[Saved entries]
################
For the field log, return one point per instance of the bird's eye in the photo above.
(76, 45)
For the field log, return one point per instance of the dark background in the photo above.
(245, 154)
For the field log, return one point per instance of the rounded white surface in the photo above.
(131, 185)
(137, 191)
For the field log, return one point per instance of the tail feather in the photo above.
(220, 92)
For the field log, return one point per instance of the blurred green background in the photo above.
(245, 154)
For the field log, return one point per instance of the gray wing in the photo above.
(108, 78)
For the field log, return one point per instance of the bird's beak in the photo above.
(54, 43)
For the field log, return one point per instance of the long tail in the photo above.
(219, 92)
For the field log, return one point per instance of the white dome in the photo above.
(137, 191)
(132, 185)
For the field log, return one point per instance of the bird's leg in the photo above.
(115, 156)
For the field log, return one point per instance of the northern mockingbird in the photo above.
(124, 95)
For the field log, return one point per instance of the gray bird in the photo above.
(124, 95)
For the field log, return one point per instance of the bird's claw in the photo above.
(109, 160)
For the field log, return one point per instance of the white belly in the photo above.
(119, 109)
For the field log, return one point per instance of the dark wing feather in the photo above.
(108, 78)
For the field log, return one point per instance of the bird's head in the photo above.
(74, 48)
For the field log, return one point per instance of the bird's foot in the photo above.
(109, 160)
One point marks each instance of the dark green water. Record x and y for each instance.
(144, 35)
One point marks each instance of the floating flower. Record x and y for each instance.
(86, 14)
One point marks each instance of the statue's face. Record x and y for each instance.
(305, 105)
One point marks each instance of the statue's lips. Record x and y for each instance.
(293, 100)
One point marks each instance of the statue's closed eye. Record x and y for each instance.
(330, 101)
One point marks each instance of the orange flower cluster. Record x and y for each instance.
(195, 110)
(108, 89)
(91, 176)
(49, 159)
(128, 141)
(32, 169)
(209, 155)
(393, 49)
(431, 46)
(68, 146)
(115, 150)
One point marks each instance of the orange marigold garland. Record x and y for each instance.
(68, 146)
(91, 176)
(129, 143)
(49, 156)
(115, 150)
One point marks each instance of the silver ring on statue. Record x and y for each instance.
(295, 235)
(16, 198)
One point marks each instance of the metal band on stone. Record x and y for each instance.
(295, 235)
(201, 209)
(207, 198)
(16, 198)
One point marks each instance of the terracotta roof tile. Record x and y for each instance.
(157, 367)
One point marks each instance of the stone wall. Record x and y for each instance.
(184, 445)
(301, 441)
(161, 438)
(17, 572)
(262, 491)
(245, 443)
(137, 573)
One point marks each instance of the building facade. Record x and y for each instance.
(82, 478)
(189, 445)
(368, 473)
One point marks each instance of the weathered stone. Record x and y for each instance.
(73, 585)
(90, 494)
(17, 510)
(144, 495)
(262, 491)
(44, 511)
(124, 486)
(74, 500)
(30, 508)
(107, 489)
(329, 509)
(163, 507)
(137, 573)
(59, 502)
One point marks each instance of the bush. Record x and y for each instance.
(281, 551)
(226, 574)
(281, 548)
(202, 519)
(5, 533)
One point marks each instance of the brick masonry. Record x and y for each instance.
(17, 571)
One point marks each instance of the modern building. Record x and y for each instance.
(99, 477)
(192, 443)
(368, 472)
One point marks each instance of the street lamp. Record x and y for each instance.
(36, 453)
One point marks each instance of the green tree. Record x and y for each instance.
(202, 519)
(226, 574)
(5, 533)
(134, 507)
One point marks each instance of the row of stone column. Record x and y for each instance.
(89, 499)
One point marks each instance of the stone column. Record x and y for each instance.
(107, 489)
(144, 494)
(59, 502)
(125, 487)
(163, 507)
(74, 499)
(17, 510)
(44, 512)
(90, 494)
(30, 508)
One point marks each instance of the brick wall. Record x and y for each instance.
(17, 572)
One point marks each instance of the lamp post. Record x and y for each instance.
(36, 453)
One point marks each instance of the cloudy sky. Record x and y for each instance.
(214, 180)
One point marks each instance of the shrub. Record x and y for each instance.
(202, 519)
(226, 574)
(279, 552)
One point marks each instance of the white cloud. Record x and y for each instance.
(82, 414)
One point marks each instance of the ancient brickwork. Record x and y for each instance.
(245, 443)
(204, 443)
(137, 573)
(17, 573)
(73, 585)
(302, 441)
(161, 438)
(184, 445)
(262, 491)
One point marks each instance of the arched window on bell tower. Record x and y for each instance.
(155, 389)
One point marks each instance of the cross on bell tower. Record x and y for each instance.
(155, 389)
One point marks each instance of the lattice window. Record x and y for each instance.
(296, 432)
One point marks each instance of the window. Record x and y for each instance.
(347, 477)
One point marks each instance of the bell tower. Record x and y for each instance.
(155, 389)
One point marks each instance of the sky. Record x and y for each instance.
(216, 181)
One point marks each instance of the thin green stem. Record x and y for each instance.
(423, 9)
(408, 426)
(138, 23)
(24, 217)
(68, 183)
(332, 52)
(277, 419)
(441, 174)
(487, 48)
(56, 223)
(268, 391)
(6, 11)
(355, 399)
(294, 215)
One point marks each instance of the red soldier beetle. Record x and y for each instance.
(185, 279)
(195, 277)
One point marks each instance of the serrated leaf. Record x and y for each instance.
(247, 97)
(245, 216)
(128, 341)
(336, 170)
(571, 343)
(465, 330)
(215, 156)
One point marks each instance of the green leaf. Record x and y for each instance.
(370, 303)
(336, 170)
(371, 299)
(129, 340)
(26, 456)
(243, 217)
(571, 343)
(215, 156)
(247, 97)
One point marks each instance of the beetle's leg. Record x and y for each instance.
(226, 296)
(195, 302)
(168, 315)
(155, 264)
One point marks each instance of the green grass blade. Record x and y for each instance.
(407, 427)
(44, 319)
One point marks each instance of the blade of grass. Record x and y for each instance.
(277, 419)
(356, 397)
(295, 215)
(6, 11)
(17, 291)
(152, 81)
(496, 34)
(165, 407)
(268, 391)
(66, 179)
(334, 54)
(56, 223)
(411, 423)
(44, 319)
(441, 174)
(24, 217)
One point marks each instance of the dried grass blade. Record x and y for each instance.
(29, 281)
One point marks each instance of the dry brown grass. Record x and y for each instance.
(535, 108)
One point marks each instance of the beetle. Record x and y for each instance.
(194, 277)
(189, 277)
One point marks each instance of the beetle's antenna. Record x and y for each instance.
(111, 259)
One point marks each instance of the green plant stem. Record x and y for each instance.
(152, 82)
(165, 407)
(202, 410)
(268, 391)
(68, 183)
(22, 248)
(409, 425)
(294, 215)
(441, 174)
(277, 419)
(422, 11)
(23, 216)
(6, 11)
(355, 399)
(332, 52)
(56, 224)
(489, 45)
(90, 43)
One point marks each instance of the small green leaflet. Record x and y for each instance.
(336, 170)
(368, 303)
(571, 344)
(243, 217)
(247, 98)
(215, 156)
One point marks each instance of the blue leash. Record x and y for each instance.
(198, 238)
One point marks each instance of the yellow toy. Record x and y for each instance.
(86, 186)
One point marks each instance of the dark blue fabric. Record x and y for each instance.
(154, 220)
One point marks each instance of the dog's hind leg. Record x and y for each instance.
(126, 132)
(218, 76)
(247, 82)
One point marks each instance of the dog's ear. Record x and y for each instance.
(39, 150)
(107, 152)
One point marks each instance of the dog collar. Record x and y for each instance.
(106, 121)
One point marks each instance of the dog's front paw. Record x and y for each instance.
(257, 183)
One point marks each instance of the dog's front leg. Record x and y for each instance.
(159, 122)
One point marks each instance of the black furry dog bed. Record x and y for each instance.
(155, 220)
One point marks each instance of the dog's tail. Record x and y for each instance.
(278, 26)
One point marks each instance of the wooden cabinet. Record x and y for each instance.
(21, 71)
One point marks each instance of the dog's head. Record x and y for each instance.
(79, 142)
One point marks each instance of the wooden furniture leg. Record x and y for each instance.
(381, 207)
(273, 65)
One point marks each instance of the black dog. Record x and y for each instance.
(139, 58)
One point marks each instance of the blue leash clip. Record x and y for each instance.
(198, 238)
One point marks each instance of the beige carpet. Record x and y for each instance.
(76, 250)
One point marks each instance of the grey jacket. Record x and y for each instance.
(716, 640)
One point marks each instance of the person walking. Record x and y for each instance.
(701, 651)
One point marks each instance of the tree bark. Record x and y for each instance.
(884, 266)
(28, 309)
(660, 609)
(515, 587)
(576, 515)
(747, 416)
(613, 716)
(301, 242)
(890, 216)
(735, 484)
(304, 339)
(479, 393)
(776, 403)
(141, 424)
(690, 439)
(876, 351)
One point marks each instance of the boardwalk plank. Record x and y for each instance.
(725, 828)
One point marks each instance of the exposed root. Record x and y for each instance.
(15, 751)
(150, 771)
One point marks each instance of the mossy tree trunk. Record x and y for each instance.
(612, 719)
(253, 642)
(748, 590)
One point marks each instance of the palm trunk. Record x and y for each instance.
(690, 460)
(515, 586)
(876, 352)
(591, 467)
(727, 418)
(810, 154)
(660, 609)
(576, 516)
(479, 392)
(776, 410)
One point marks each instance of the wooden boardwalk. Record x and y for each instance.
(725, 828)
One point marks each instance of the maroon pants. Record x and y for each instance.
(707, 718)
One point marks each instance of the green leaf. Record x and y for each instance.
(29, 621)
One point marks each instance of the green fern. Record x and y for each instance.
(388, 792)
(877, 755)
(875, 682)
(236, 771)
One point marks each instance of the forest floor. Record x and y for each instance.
################
### What you will do
Please repeat, exactly and only, the lines from the one containing "One point marks each instance of the dog's head." through the last line of the records, both included.

### Answer to this task
One point marks each instance of the dog's head. Record x and y for each instance.
(79, 142)
One point marks each instance of the wooden furniture leg. Record x and y for each instance.
(381, 207)
(273, 65)
One point marks each instance of the black dog. Record x and y for each instance.
(139, 58)
One point marks each instance of the blue leash clip. Record x and y for each instance.
(198, 238)
One point marks each instance of the beige carpet. Record x and y for each instance.
(76, 250)
One point marks each instance of the grey jacket. Record x and y for each instance.
(716, 640)
One point marks each instance of the person walking. Record x and y for each instance.
(701, 651)
One point marks each instance of the tree bark. Record x and y for each instance.
(884, 266)
(28, 309)
(660, 609)
(515, 587)
(576, 515)
(747, 416)
(613, 716)
(301, 242)
(890, 216)
(735, 484)
(304, 339)
(479, 393)
(776, 403)
(141, 424)
(690, 439)
(876, 351)
One point marks each instance of the boardwalk plank. Record x and y for each instance.
(725, 828)
One point marks each instance of the exposed root. Record x and y for each instance.
(15, 751)
(150, 771)
One point marks each instance of the mossy tree trunk. Record x and y for each instance.
(612, 719)
(253, 642)
(748, 590)
One point marks each instance of the palm trunk. Record x and y for each instance.
(690, 460)
(515, 586)
(876, 352)
(591, 467)
(727, 418)
(810, 154)
(660, 609)
(576, 516)
(479, 392)
(776, 410)
One point marks each instance of the wooden boardwalk. Record x and y for each instance.
(725, 828)
One point marks each instance of the maroon pants. Record x and y for each instance.
(707, 718)
One point marks each instance of the green leaf. Record x and y for each instance.
(29, 621)
One point marks each instance of the green fern. Record x and y for each instance.
(388, 792)
(877, 755)
(875, 682)
(236, 771)
One point marks each instance of the forest floor. Record x and y for each instance.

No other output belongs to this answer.